> _What you are asked to do_
Rewrite the records with "Labeling fields" replaced by "Annotation fields" wherever it occurs, leaving everything else unchanged. Omit the pictures.

(Dataset records)

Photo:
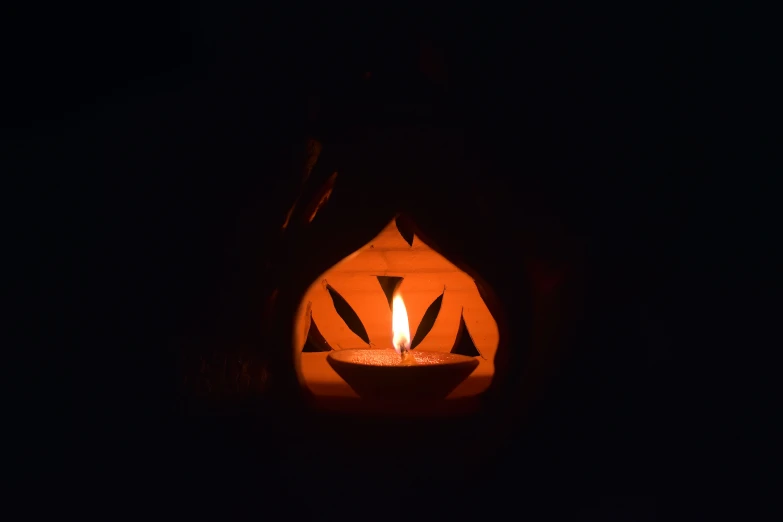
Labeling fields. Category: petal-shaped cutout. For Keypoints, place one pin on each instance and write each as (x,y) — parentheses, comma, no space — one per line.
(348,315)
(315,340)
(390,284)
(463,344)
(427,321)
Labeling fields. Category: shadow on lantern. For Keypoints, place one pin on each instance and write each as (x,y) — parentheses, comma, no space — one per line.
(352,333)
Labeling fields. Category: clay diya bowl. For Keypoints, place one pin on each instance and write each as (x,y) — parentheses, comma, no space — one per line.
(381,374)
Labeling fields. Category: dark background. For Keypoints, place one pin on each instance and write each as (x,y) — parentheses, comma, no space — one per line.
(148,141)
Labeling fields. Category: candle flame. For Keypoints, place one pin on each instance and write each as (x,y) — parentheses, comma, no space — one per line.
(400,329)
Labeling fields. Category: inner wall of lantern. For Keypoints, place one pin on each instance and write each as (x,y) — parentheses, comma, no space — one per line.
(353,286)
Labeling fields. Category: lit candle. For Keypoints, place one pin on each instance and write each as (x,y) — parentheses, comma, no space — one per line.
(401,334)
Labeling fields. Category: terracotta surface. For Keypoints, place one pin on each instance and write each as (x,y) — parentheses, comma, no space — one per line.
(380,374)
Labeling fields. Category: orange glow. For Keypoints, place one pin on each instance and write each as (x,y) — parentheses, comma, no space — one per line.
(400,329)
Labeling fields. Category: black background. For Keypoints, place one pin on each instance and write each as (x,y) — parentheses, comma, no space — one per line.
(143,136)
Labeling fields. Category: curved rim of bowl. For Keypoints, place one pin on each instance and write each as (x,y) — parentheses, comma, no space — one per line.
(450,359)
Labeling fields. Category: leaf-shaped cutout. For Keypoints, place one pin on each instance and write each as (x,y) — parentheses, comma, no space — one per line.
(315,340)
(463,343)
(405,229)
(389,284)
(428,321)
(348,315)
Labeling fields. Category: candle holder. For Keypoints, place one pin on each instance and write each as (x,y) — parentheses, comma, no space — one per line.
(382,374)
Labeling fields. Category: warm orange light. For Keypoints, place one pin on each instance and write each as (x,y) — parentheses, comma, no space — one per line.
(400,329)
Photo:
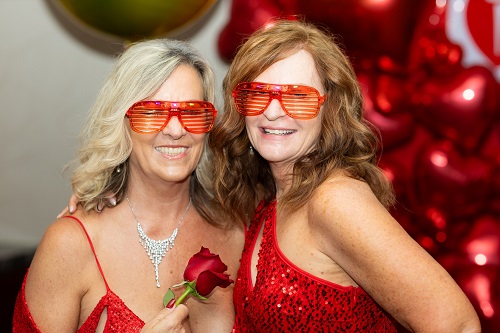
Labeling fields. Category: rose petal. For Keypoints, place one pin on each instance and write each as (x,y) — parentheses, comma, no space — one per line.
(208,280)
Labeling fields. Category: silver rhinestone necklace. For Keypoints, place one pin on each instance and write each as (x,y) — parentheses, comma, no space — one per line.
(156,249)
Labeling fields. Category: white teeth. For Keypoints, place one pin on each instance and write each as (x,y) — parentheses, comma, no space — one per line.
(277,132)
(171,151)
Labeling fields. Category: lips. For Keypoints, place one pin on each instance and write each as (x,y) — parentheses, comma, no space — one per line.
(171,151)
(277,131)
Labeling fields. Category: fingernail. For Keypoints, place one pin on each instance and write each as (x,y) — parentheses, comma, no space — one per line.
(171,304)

> _In response_
Photo:
Annotation fields. Category: petal-shaped cutout. For Keypoints, place one pin on each instance and write each as (x,y) — parentheses, comma, no space — one per line.
(348,315)
(315,340)
(390,284)
(463,344)
(427,321)
Annotation fields. Category: shadow on lantern. For Keypoints, place one pin on each instance and write each as (x,y) — parentheses, comma, no space — one per line.
(352,333)
Annotation fields. Category: clay diya bowl. For Keypoints, place one pin on each instance and write each as (x,y) — parentheses, comma, no space — one per line.
(381,374)
Annotation fields. Category: dark background. For Keypoints, place one pin on each instance and write each as (x,y) — parentheses, comma, no space — one per line.
(148,141)
Annotation fields. Category: candle flame. For Keypoints, place one pin on each instance and write each as (x,y) — parentheses, comma, no space — one per line.
(400,329)
Annotation fields. Category: inner wall of lantern. For Keypoints, place one pin on each instance and write each as (x,y) — parentheses, comma, no space — one per line.
(353,286)
Annotation fields. Category: lit candle. For Keypoints, place one pin on each instance and write each as (x,y) — parentheses, comma, no space — one per line.
(401,334)
Annotation fields. Category: terracotta surface. For Keypoints, place one pin on each instance and write each as (x,y) — parentheses, comma, no space — one per line.
(380,374)
Annotation fields. Category: orange glow. For Keypoints, place one pin on each instance and write each as (x,y) — parentheses, comma, no space — one per line.
(400,329)
Annotation fields. Category: black background. For Keypoints, place one pin on each instance and write each as (x,y) — parentheses, comma, no space — one per line.
(143,136)
Annotation fields. Category: curved rim of bowl. For Keypoints, place one pin on each instance and write each as (x,y) — parentheses, comma, no space — one per line.
(450,359)
Annotation fields. Category: leaf-shaped cutout. For Keypoints, place one pin on each instance and write each as (x,y) — parentheses, comma, no space — one per line.
(315,340)
(463,343)
(405,229)
(389,284)
(428,321)
(348,315)
Annotation fields. Category: candle holder. For Keypoints, place one pin on each instance and write each as (x,y) — parentheses, comma, no space — one per line.
(382,374)
Annotation fields. Category: warm orange light. For Keypoints, place one pin on each instance and write each as (x,y) — parentheses, comma, no space — one per line.
(400,329)
Photo:
Annotation fields. Category: rose petal. For Keypoints, place one pin on each instance and write each as (x,y) — parentheses, comma, no space — one per line.
(208,280)
Annotation fields. Category: silver rhinestone necklace. For Keypoints, place one pin on each instance and write each as (x,y) — parentheses, comma, no space — one per line.
(156,249)
Annotation fields. Category: white teeth. For Keypoints, place one pin on each instance and write each as (x,y) — parentheses, comma, no space — one per line.
(277,132)
(171,151)
Annotation fields. Category: lips. For Keypoints, place one pin on each instance and write each as (x,y) — parentheses, comma, no space — one per line.
(171,151)
(277,131)
Annotation fields. Category: fingernail. For Keypoints, place one pin on each instance and write each as (x,y) — parentheses, comma, no space — one per line.
(171,304)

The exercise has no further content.